◆ The request ◆
Please update the items below by replacing every "instance" with "occurrence" and leaving all other text unchanged.

◆ Dataset extract ◆
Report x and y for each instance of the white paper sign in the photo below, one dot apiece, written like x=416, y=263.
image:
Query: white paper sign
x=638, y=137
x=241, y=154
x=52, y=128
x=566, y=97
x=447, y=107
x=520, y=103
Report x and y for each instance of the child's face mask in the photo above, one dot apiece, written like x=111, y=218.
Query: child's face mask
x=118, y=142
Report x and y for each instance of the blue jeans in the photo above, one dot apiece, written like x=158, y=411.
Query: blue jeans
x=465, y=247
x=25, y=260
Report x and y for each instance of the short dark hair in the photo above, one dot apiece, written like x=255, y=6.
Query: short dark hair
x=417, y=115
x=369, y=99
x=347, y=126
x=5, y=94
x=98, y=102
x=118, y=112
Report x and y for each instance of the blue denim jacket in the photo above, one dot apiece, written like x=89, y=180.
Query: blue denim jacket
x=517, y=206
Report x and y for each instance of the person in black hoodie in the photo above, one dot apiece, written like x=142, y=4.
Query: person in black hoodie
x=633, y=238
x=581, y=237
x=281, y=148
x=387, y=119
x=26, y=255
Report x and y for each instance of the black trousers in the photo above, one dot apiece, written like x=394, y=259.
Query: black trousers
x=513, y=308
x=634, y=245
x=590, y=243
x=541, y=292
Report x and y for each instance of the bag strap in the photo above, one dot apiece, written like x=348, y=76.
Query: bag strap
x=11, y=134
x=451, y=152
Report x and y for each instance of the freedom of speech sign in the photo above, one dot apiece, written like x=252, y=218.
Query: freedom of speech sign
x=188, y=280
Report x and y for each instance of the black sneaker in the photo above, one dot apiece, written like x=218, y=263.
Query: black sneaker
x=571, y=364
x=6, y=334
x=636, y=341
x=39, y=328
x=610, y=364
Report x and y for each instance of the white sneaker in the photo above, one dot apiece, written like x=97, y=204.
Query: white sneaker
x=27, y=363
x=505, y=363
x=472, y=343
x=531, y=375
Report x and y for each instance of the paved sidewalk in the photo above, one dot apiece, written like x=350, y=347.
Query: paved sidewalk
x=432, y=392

◆ Correct answer ◆
Report x and y for each occurrence of the white paper sign in the photo below, one dot apiece, written like x=416, y=263.
image:
Query: white paper sign
x=638, y=137
x=241, y=154
x=52, y=128
x=566, y=97
x=447, y=107
x=520, y=103
Report x and y for each occurrence of the child's face mask in the photo above, one dot apiece, written like x=111, y=218.
Query: child's face mask
x=118, y=142
Report x and y for each occurrence of the blue jeans in the photo above, one dot apiece, written like x=158, y=411.
Query: blue jeans
x=465, y=247
x=25, y=260
Report x and y for each occurrence of the short dark hair in the photo above, one dot apiece, written like x=255, y=6.
Query: short dark hair
x=417, y=115
x=369, y=99
x=347, y=126
x=5, y=94
x=98, y=102
x=118, y=112
Report x and y for each occurrence of the blue denim jacket in the photo above, one dot apiece, written like x=89, y=180.
Query: blue denim jacket
x=517, y=206
Report x and y for each occurrence of the person in black hoodie in the photo above, one dot apiece, written like x=142, y=4.
Query: person in black hoodie
x=633, y=238
x=581, y=237
x=281, y=148
x=387, y=119
x=26, y=255
Report x and y for each occurrence of the black trousers in the photo above, one dot apiece, written like x=394, y=259.
Query: black trousers
x=513, y=308
x=634, y=245
x=590, y=243
x=541, y=292
Report x and y for each occurrence of the bag strap in the photo above, one dot apiece, written like x=348, y=76.
Query: bag strap
x=11, y=134
x=451, y=152
Report x and y for each occurrence of the freedom of speech sign in the photo above, one dot apiece, written like x=252, y=218.
Query: freedom of speech sign
x=188, y=280
Report x and y for each occurrence of the black sneaker in the photo above, one dot apiece, written like x=218, y=263.
Query: black sneaker
x=571, y=364
x=6, y=334
x=636, y=341
x=39, y=328
x=610, y=364
Report x and y for each occurrence of the white sneaker in the photo above, one dot apiece, written like x=97, y=204.
Query: white sneaker
x=27, y=363
x=505, y=363
x=472, y=343
x=531, y=375
Report x and y for each occurrence of the paved sidewalk in the photo above, one dot apiece, written like x=350, y=347.
Query: paved sidewalk
x=432, y=392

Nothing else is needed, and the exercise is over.